WORK TASK: Gather every line from the entries below that includes "wall".

TASK INPUTS:

= = = = = = =

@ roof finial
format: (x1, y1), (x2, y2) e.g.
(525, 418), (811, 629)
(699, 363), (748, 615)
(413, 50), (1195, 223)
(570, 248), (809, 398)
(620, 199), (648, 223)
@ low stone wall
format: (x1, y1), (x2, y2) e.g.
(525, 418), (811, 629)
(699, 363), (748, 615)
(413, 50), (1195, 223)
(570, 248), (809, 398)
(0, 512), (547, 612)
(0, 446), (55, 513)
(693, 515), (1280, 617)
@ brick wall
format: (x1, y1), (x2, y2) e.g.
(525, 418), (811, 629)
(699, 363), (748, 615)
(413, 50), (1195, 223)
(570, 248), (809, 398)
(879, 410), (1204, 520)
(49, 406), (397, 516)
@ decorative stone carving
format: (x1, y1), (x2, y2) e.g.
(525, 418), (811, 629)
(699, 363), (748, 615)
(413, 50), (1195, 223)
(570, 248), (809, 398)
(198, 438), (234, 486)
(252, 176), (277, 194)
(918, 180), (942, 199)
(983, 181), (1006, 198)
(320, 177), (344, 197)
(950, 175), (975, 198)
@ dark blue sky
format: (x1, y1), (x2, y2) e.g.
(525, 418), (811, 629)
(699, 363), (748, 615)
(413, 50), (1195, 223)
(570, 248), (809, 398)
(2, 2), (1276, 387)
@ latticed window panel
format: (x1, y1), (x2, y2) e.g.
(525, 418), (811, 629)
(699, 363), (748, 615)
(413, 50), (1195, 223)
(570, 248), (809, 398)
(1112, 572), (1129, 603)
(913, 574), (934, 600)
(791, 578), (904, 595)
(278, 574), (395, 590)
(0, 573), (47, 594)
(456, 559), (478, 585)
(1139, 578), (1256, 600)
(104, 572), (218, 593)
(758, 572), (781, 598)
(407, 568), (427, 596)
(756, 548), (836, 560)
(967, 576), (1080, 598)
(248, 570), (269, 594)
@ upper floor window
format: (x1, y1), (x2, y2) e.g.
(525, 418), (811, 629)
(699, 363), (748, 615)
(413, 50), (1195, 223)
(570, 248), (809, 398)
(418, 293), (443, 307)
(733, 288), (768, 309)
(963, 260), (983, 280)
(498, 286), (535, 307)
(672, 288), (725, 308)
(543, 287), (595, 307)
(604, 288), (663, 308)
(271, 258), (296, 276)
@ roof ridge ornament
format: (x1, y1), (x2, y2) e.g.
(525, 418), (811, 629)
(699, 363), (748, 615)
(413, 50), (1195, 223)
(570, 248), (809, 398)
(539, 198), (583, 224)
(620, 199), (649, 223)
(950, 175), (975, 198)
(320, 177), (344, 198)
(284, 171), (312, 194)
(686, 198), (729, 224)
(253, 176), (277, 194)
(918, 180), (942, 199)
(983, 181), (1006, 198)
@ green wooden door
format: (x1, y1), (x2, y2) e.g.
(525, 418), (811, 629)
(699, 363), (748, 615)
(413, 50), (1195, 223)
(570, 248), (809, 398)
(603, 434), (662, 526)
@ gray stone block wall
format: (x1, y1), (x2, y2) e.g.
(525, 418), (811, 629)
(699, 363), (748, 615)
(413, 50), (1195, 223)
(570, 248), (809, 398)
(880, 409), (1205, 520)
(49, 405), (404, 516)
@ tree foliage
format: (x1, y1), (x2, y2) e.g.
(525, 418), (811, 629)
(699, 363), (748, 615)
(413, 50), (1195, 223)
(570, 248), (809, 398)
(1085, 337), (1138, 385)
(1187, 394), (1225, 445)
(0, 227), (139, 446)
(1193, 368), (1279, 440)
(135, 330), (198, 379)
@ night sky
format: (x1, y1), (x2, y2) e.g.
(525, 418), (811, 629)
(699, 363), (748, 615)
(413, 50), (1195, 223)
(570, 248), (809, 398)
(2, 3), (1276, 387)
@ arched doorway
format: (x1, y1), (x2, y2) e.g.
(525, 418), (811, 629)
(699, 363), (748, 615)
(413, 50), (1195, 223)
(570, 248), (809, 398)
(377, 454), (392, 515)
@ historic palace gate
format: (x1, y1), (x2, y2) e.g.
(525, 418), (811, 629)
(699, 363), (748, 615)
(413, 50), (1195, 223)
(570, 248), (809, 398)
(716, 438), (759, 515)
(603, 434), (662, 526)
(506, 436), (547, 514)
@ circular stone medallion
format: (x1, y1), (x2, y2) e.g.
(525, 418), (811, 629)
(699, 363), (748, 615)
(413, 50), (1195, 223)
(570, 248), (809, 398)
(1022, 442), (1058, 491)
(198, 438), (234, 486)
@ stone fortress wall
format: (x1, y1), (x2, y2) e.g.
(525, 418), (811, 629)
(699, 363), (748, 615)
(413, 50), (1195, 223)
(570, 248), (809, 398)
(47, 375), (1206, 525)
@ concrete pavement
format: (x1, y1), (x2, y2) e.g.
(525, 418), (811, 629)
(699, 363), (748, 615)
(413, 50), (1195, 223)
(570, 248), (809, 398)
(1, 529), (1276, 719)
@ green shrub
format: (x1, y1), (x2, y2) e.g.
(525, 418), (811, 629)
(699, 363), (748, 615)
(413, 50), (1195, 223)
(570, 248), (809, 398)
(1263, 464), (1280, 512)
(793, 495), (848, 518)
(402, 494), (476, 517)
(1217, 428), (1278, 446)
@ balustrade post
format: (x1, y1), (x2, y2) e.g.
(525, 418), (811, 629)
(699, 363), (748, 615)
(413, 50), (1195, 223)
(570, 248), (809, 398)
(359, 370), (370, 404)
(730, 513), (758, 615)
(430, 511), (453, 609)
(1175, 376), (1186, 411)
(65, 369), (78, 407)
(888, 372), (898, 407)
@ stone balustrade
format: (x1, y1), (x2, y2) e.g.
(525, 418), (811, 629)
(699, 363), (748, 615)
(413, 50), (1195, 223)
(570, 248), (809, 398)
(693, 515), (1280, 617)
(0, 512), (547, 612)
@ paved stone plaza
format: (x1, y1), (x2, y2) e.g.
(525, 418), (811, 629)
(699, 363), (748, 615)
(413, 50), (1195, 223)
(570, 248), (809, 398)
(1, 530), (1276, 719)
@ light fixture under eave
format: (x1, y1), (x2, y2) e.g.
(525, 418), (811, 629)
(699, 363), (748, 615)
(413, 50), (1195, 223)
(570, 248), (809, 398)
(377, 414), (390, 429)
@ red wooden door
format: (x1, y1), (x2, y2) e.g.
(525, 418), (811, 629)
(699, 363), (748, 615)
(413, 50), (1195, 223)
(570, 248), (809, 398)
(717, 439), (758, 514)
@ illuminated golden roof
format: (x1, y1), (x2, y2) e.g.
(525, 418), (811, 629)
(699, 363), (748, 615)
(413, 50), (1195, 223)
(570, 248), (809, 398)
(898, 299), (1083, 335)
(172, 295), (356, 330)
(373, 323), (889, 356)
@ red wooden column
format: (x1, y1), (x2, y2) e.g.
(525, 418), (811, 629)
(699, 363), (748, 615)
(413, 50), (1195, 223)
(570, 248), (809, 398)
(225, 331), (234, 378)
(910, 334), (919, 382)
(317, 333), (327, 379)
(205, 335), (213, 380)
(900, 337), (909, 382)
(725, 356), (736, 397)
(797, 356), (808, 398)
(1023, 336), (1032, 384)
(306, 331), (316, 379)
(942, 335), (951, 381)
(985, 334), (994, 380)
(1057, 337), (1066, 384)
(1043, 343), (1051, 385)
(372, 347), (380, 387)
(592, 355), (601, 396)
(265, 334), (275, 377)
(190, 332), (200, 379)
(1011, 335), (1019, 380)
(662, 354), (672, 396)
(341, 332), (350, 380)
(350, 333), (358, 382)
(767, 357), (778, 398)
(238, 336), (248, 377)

= = = = = = =

EXERCISE RESULT:
@ low stone wall
@ brick wall
@ gray stone block wall
@ stone fortress wall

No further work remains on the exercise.